▸ EXERCISE
Copy out, word for word, only the stretch of the items below that runs from the line containing "Place a marker on the soil" through the end of the items.

▸ SUPPLIED RECORDS
▼

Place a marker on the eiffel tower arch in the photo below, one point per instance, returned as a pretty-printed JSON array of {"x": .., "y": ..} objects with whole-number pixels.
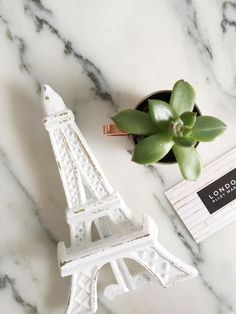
[{"x": 91, "y": 199}]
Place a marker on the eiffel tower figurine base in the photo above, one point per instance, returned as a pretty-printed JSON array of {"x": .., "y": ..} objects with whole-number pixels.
[{"x": 91, "y": 200}]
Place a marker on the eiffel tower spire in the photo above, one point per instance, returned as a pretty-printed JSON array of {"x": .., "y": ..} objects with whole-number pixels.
[{"x": 90, "y": 199}]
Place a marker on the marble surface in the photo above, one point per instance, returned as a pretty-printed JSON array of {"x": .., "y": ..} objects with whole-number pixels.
[{"x": 103, "y": 56}]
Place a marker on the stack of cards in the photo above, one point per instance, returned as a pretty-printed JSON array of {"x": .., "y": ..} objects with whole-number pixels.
[{"x": 207, "y": 205}]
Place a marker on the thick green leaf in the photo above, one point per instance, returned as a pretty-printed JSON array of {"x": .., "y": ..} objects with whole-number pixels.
[
  {"x": 189, "y": 162},
  {"x": 182, "y": 97},
  {"x": 160, "y": 113},
  {"x": 185, "y": 141},
  {"x": 152, "y": 148},
  {"x": 135, "y": 122},
  {"x": 207, "y": 128},
  {"x": 189, "y": 118}
]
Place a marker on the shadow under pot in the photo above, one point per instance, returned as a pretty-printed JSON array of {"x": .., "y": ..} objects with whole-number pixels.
[{"x": 143, "y": 106}]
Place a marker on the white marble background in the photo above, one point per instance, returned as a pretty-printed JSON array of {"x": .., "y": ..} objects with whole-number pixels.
[{"x": 102, "y": 56}]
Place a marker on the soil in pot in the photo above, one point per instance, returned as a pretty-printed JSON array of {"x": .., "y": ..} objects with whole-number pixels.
[{"x": 143, "y": 106}]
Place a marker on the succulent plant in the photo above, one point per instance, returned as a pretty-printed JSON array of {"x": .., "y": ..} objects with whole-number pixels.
[{"x": 171, "y": 126}]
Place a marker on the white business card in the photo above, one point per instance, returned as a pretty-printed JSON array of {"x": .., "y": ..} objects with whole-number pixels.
[{"x": 209, "y": 204}]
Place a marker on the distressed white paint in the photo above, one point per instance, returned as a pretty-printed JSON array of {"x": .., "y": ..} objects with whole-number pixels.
[{"x": 91, "y": 198}]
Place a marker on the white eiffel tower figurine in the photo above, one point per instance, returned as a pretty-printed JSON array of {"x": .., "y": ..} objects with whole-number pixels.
[{"x": 91, "y": 199}]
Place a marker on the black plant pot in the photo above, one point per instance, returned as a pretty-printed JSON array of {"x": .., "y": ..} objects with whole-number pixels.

▲

▸ REPLY TO THE EXERCISE
Place a marker on the soil in pot in the photo above, one point per instance, returned as a pretty-printed JSON array of {"x": .., "y": ..} objects with whole-number pixels.
[{"x": 143, "y": 106}]
Place a marker on the succulent plant in the photo above, one point per instance, returned as a pretty-printed JSON array of {"x": .., "y": ..} objects with whole-number pixels.
[{"x": 171, "y": 126}]
Place a marker on the white business card in the photo above, one point per instance, returned as a pretty-printed JSON array of {"x": .., "y": ..} objects with whole-number pixels.
[{"x": 209, "y": 204}]
Place a marker on the distressed white paint in the photo above, one point per instance, returned as a pretty-printed JSON array of {"x": .., "y": ..} objects with whole-number pixels.
[{"x": 91, "y": 198}]
Place a marker on the white eiffel tower figurine in the photo above, one point per instance, returned as a pretty-printed JSON array of {"x": .., "y": ..} objects with whole-number pixels.
[{"x": 91, "y": 199}]
Place a marker on the black plant pot in the photo above, one point per instance, returned as a pretty-printed JSON array of {"x": .., "y": ..} objects with whole-number pixels.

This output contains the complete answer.